**WHAT THE EXERCISE ASKS:**
Could you rewrite the material below so that "exercise" becomes "activity" everywhere it occurs, with nothing else changed?

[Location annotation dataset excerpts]

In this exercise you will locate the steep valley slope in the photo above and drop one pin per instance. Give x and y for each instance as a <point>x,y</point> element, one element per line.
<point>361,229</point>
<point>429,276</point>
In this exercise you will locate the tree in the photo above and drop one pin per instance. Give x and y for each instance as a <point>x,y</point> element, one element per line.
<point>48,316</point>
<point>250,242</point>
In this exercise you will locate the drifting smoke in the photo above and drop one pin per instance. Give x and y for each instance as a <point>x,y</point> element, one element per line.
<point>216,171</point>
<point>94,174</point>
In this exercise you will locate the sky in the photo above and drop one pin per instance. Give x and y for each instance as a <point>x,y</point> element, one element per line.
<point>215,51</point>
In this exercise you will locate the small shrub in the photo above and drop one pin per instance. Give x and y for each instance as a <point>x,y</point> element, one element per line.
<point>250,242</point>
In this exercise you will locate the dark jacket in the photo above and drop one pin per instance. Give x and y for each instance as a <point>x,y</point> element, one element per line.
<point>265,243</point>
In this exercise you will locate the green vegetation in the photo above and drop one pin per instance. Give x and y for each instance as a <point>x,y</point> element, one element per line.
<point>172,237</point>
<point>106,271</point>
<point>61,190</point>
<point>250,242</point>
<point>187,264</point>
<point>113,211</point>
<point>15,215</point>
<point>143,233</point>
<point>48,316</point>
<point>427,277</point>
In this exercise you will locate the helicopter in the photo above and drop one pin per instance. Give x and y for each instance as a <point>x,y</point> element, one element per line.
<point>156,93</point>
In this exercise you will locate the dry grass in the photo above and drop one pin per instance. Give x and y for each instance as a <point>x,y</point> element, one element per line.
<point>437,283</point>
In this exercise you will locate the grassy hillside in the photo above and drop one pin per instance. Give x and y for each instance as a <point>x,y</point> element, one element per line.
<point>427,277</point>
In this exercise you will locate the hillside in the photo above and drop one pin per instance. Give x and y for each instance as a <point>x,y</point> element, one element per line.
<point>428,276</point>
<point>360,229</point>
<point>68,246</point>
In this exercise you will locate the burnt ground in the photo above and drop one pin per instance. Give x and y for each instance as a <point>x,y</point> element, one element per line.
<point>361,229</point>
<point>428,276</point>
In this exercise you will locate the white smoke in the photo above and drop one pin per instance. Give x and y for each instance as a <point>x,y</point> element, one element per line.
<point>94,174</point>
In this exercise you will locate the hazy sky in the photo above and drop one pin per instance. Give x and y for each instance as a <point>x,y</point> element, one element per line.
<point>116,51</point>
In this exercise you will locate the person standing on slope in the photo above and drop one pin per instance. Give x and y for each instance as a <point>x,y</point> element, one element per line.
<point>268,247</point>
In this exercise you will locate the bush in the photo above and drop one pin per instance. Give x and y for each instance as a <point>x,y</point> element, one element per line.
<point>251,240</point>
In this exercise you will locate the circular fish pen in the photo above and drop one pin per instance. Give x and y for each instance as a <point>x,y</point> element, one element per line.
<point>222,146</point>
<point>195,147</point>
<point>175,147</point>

**COMPLETE RESPONSE:**
In this activity you will locate the steep valley slope in the photo above and drop one pin per instance. Give x and y for each instance as a <point>x,y</point> element, one element per line.
<point>361,229</point>
<point>429,276</point>
In this activity you will locate the tree in the photo above and drop one pin per instance. Give x and y for each instance as a <point>x,y</point> element, one element per line.
<point>48,316</point>
<point>250,242</point>
In this activity you will locate the drifting smoke in the photo above and drop one pin per instance. Give x and y for each instance as a <point>x,y</point> element, one element per line.
<point>216,171</point>
<point>94,174</point>
In this activity you will locate the sky in the photo above and drop one pin per instance. Give x and y for each instance as a <point>x,y</point> element, one element per line.
<point>215,51</point>
In this activity you will locate the small shrub in the photo above and drop one pin per instance. Give x and y for each instance as a <point>x,y</point> element, one element per line.
<point>250,242</point>
In this activity you will locate the dark jacket in the photo above and drop one pin per instance. Give x and y for each instance as a <point>x,y</point> element, one element per line.
<point>265,243</point>
In this activity you will locate the green vegetation in the photo above and drop one pin per instance. Give x and y for each instance as a <point>x,y</point> element, one element per line.
<point>172,237</point>
<point>106,271</point>
<point>61,190</point>
<point>250,242</point>
<point>187,264</point>
<point>113,211</point>
<point>15,215</point>
<point>143,233</point>
<point>48,316</point>
<point>427,277</point>
In this activity you will locate the helicopter in the photo above and drop one pin per instance. Give x and y for each instance as a <point>x,y</point> element, one element per line.
<point>156,93</point>
In this activity you will locate the dry grass in the photo above and drop one pin per instance. Give x and y for each instance as a <point>x,y</point> element, one element per line.
<point>437,283</point>
In this activity you will locate the grassy hillside in the photo above and drop one pin per instance. Give x and y for each instance as a <point>x,y</point> element, one element per line.
<point>427,277</point>
In this activity you will locate the hillside in the photo above and drop one pin per instance. Give x and y for each instance as a <point>x,y</point> element, one element per line.
<point>428,276</point>
<point>360,229</point>
<point>68,246</point>
In this activity you will locate the burnt ground in the photo above and drop one pin per instance. Give x and y for each instance as a <point>x,y</point> element, one element per line.
<point>361,229</point>
<point>428,276</point>
In this activity you will locate the white smoke in the photo above and drop one pin per instance. Give x and y for each instance as a <point>x,y</point> element, one element per line.
<point>94,174</point>
In this activity you will locate the hazy sky in the photo above and drop one pin per instance. Give x and y for each instance as a <point>x,y</point> element, one element per line.
<point>116,51</point>
In this activity you will locate the person standing on slope in the photo above and drop one pin per instance. Give x and y for each instance as a <point>x,y</point> element, one element per line.
<point>268,247</point>
In this activity you will locate the bush in the photo above and drop one pin per instance. Give x and y for each instance as a <point>x,y</point> element, one element per line.
<point>251,240</point>
In this activity you will locate the circular fish pen in the photo above and drop one pin per instance. Give x and y for each instance as a <point>x,y</point> element, one element per line.
<point>222,146</point>
<point>195,147</point>
<point>175,147</point>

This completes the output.